Alıştırma 1 -
Aşağıdaki satırları en baştan başlayıp "104, 129, 183, 180" içeren satır da dahil olmak üzere, sütunları "girdi" ve "cikti" olan iki sütunlu bir CSV olarak verir misin? Her girdi ve ona ait çıktı tek bir CSV kaydında yer alsın; her alan tırnak içinde olsun ve alan içindeki satır sonları boşluğa çevrilsin.

Metin alıntısı -
┌──

Bunu söylerken güzel sanatlar için bir alt-üst sıralaması yapmıyorum elbette. Sinemada bir senfoni ya da sonattan bir bölüm kullansanız da kullandığınız parça hiçbir zaman orkestra salonunda çalınan aslının zenginliğini ve görkemini barındırmaz. Bir opera ya da baleden bir bölüm de koyabilirsiniz filmin içine. Ama aslını arayan, sahneye yönelmelidir. Öteki sanatlar sinema için bir araçtır yalnızca.
Yazın-sinema ilişkisi kalıplara dayanan bir ilişki de değildir. Çok sık duyduğumuz bir sözdür: Filmi seyrettim, romanı berbat etmişler! Eğer sinemaya giderken, romanı olduğu gibi ekranda izleyeceğinizi bekliyorsanız doğal olarak düş kırıklığına uğrarsınız. 400 sayfalık bir romanda anlatılan öykü, film yönetmeni için kaba bir araçtır. Anlatılan öykünün birçok bölümü atılabilir, yeni bir bakış açısı eklenebilir, olayların zamansal sıralaması değiştirilebilir. Ortaya konan yapıt, romanda anlatılan öykünün ödünsüz bir kopyası değil, bir yeniden yorumlanışıdır. Tarihte nasıl çeşitli Hamlet ya da Ferhat ile Şirin öyküleri anlatılmışsa, film yönetmeni de aynı konuyu yeniden anlatıyordur. Bu kendi aklımızdaki örnekle karşılaştırıldığında berbat da olabilir, daha iyi de olabilir. Bir romanı bütün bölümleriyle, ayrıntılarıyla, kişileriyle ‘olduğu gibi’ görmek için sinemaya giden, evde kalıp romanı yeni baştan okusa daha iyi eder bence. Sinema ayrı bir sanat türüdür. Teknikleri ayrıdır, dolayısıyla değerlendirilmesi de farklı yapılmalıdır.

└──

Alıştırma 2 -
Metin alıntısındaki "Ortaya konan yapıt, romanda anlatılan öykünün ödünsüz bir kopyası değil, bir yeniden yorumlanışıdır." cümlesini İngilizceye çevirir misin?

Görev satırları -

┌──

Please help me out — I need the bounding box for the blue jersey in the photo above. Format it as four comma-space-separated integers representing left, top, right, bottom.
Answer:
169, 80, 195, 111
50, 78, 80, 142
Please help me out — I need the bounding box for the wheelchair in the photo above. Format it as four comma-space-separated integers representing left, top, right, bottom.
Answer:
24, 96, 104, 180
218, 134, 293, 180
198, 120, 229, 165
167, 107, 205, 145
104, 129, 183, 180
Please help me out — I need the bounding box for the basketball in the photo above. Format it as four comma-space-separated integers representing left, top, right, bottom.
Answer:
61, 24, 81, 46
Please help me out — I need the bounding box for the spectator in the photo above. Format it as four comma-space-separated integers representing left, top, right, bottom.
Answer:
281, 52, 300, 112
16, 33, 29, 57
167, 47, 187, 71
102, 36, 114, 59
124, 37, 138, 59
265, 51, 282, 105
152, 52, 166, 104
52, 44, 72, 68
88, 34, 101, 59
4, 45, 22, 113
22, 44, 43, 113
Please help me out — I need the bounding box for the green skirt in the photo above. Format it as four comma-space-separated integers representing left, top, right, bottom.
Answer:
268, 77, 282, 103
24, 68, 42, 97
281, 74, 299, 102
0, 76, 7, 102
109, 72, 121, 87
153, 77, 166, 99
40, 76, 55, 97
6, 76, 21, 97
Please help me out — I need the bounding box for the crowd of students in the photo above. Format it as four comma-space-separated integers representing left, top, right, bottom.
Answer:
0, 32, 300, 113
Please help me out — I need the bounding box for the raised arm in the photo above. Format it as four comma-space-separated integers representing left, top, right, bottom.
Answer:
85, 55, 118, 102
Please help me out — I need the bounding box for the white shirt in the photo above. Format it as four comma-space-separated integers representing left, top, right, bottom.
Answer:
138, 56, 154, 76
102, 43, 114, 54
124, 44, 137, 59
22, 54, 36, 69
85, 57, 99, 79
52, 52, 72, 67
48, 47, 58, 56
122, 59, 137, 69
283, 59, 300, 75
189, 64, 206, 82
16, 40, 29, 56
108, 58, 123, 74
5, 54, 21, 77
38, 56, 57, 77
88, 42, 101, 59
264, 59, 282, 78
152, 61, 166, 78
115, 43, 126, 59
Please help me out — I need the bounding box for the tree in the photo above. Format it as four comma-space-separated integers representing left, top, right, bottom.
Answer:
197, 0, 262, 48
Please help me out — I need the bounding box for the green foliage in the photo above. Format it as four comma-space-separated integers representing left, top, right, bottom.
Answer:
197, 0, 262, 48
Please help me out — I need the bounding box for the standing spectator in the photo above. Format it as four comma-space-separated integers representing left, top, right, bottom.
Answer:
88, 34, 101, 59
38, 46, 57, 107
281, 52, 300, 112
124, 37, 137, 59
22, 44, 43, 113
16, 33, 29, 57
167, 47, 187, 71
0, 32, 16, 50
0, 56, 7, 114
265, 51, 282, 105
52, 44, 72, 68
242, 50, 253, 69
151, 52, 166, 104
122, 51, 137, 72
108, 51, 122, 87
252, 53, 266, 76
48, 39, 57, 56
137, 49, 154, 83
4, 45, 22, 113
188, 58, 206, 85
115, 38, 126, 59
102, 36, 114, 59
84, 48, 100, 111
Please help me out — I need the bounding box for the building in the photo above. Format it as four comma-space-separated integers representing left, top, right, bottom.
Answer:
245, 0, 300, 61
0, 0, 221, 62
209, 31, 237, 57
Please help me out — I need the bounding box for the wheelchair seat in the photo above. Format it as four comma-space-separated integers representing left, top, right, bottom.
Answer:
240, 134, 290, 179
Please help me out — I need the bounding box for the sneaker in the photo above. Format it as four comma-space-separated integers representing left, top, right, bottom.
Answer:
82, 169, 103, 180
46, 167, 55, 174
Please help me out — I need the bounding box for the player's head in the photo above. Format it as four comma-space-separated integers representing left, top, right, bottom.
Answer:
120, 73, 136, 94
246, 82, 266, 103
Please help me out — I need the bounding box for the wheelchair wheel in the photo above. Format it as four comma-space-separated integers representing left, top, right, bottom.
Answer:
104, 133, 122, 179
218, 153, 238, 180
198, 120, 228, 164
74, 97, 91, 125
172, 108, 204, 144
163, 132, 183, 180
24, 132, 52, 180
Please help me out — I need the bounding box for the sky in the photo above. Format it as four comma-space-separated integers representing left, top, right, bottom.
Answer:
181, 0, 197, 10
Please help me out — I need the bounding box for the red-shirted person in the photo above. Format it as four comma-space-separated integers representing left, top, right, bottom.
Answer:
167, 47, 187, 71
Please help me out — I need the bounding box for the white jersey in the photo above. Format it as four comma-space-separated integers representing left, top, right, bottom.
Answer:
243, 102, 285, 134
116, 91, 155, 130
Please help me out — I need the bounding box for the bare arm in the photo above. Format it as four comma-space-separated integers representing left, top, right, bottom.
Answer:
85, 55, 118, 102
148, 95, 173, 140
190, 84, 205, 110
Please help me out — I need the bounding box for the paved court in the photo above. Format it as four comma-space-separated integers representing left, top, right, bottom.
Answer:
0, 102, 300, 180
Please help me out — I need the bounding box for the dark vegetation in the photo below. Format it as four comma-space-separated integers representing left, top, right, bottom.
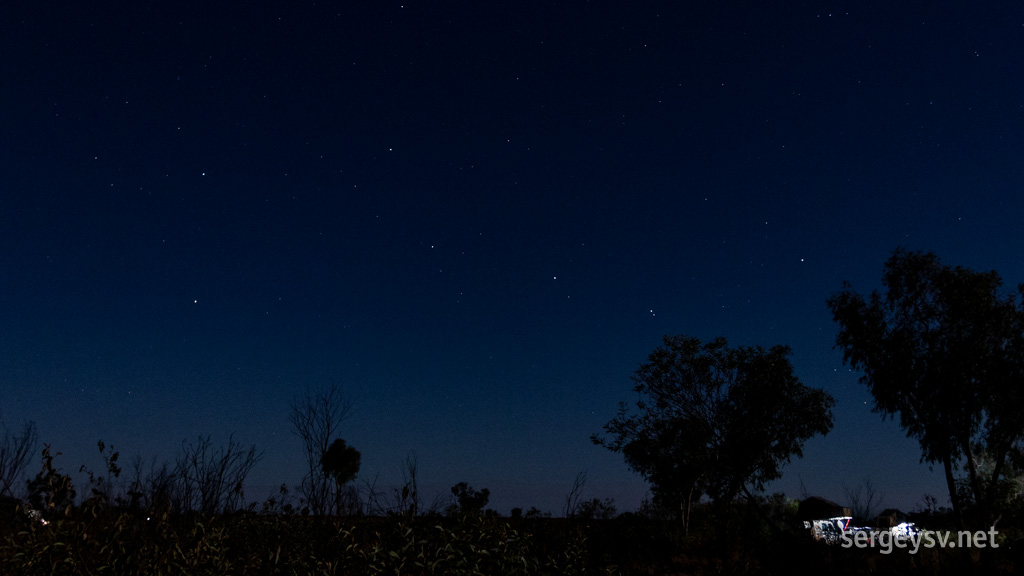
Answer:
0, 245, 1024, 575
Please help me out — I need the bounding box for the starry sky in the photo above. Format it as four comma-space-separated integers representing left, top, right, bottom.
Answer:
0, 0, 1024, 516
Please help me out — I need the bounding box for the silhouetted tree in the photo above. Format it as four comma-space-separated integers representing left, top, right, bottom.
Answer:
591, 336, 835, 529
452, 482, 490, 513
28, 444, 75, 517
321, 438, 361, 513
575, 498, 615, 520
0, 416, 36, 496
291, 384, 352, 516
828, 243, 1024, 526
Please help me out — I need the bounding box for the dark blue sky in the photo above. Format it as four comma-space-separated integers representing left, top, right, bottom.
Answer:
0, 1, 1024, 511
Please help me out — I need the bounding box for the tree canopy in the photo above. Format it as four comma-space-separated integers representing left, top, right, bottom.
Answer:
591, 336, 835, 520
321, 438, 362, 487
828, 248, 1024, 523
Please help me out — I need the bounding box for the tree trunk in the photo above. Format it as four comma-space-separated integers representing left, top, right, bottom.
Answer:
942, 454, 964, 530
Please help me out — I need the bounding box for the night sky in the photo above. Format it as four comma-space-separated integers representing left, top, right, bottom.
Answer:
0, 0, 1024, 516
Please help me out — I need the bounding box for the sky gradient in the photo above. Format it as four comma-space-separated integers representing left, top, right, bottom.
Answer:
0, 1, 1024, 515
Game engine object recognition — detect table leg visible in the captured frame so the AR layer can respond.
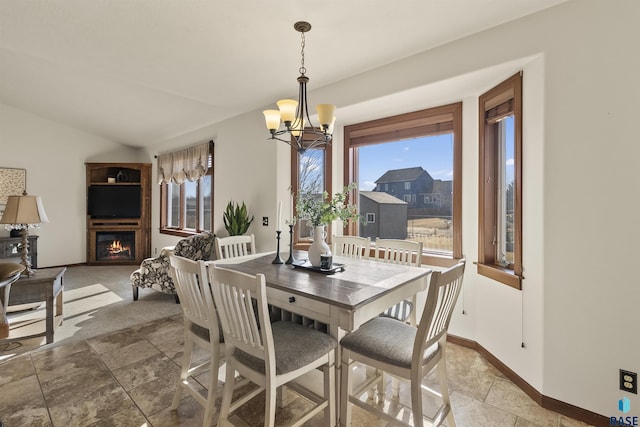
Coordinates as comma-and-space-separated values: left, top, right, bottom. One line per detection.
45, 295, 54, 344
55, 284, 64, 325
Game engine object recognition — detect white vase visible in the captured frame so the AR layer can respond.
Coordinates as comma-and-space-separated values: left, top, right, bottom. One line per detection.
309, 225, 331, 267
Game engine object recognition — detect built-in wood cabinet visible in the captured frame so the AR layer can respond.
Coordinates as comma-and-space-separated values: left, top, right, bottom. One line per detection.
86, 163, 151, 265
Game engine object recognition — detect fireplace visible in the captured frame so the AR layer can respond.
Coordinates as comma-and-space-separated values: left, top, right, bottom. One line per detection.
96, 231, 136, 261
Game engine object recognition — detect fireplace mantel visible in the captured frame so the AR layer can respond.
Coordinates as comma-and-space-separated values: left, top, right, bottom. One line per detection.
86, 163, 151, 265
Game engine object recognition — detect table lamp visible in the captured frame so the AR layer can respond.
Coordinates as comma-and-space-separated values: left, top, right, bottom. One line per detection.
0, 192, 49, 276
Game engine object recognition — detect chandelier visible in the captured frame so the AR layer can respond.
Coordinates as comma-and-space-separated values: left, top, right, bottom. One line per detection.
263, 21, 336, 153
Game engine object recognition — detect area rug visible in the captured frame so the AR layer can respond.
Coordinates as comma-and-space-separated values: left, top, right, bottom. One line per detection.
0, 265, 181, 363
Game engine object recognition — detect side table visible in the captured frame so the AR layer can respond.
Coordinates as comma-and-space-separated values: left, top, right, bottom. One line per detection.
0, 267, 67, 344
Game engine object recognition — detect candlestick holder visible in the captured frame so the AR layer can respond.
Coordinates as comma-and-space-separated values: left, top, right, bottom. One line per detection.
285, 224, 296, 264
271, 230, 284, 264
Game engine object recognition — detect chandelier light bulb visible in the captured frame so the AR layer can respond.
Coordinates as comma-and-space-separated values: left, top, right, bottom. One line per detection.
316, 104, 336, 129
262, 110, 280, 132
276, 99, 298, 123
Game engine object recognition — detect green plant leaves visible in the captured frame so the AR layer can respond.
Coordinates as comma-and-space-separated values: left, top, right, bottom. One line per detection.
222, 200, 253, 236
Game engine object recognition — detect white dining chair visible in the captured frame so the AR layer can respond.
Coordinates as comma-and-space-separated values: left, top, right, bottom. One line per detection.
216, 234, 256, 259
207, 263, 337, 426
375, 238, 422, 325
169, 255, 224, 427
332, 236, 371, 259
340, 260, 465, 427
375, 237, 422, 397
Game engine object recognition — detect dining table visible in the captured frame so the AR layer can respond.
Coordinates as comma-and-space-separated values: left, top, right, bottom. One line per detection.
214, 251, 431, 425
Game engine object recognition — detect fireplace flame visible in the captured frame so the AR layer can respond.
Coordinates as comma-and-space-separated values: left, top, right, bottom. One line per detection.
107, 240, 130, 255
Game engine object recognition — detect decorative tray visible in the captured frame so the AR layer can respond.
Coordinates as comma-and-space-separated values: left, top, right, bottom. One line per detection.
291, 259, 345, 274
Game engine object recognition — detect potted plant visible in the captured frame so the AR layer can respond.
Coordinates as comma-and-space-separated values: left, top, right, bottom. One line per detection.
295, 183, 360, 267
223, 200, 253, 236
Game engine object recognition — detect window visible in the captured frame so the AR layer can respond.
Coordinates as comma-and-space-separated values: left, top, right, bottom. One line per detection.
478, 73, 522, 289
344, 103, 462, 266
291, 138, 332, 244
158, 142, 213, 236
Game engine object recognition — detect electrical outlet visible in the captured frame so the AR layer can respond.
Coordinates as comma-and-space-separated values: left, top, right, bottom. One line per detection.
620, 369, 638, 394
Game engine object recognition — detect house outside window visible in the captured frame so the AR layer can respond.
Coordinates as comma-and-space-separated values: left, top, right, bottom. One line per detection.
291, 140, 332, 249
344, 103, 462, 265
477, 73, 522, 289
158, 141, 214, 236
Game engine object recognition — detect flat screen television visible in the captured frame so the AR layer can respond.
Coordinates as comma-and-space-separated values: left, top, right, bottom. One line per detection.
87, 185, 141, 218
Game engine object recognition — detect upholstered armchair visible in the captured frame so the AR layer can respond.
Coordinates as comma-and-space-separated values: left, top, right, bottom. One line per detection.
131, 233, 215, 303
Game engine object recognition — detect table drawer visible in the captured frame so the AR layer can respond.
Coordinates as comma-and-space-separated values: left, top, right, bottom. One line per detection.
267, 288, 331, 323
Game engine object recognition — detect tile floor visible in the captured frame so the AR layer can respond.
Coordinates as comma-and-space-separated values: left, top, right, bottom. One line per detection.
0, 316, 586, 427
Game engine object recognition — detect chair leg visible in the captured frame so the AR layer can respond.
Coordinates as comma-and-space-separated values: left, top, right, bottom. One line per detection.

└──

Alıştırma sonucu 1 -
girdi,cikti
"Please help me out — I need the bounding box for the blue jersey in the photo above. Format it as four comma-space-separated integers representing left, top, right, bottom. Answer:","169, 80, 195, 111 50, 78, 80, 142"
"Please help me out — I need the bounding box for the wheelchair in the photo above. Format it as four comma-space-separated integers representing left, top, right, bottom. Answer:","24, 96, 104, 180 218, 134, 293, 180 198, 120, 229, 165 167, 107, 205, 145 104, 129, 183, 180"

Alıştırma sonucu 2 -
The resulting work is not an uncompromising copy of the story told in the novel, but a reinterpretation of it.